• _STUDY MATERIAL_
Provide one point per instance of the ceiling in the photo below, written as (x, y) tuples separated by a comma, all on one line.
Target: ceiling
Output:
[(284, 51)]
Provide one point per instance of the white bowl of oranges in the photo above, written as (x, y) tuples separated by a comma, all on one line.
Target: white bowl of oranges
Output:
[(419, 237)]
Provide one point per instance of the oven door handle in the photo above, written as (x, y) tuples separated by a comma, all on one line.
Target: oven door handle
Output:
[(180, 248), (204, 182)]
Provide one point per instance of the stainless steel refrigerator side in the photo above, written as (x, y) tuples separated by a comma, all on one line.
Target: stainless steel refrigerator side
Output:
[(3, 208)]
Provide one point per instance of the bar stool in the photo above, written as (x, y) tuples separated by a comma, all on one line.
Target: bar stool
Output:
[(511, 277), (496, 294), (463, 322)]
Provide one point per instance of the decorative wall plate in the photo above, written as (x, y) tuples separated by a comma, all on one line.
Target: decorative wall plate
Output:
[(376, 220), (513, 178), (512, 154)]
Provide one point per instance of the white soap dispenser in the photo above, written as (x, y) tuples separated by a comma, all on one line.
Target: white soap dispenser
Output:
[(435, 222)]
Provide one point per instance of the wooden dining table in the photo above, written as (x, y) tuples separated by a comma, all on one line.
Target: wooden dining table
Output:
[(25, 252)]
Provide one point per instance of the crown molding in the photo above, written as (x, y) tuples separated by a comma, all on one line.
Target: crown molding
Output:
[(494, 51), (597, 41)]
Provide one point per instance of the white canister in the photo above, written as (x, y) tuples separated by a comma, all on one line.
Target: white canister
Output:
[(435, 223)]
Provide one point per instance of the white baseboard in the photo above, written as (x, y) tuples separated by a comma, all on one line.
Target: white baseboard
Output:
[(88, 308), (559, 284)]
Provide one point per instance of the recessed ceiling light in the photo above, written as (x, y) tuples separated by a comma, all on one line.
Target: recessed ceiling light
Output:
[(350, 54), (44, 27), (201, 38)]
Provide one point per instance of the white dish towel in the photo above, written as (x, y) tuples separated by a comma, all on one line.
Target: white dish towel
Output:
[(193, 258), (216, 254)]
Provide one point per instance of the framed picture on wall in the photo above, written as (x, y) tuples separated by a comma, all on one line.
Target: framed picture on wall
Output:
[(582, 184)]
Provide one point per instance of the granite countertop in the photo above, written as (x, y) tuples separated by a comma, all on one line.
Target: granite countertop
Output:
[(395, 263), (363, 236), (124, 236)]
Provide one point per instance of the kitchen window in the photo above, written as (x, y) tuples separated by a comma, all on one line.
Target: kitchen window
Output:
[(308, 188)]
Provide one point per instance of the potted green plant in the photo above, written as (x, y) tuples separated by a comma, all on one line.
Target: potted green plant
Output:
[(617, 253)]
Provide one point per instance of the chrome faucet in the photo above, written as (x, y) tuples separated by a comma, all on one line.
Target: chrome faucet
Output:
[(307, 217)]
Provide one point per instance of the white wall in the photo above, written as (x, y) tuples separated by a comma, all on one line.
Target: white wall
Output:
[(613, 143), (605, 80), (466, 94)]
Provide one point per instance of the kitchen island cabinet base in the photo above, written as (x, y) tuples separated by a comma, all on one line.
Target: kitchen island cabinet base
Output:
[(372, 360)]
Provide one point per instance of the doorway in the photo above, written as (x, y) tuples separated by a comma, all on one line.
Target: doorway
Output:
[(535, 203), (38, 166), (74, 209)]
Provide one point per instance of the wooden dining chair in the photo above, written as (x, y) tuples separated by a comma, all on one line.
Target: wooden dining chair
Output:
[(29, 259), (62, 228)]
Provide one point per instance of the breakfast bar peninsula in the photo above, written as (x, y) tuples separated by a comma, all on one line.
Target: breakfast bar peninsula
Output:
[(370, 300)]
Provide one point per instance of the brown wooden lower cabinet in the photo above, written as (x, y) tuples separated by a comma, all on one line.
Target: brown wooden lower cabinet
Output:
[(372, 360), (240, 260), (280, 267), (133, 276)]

• _PROBLEM DESCRIPTION_
Pick out each line above that includes "potted" and show it.

• _SOLUTION BELOW_
Provide one point per instance of the potted green plant in the photo above, written as (x, y) tuples separated by a comma, all on one line.
Target: potted green plant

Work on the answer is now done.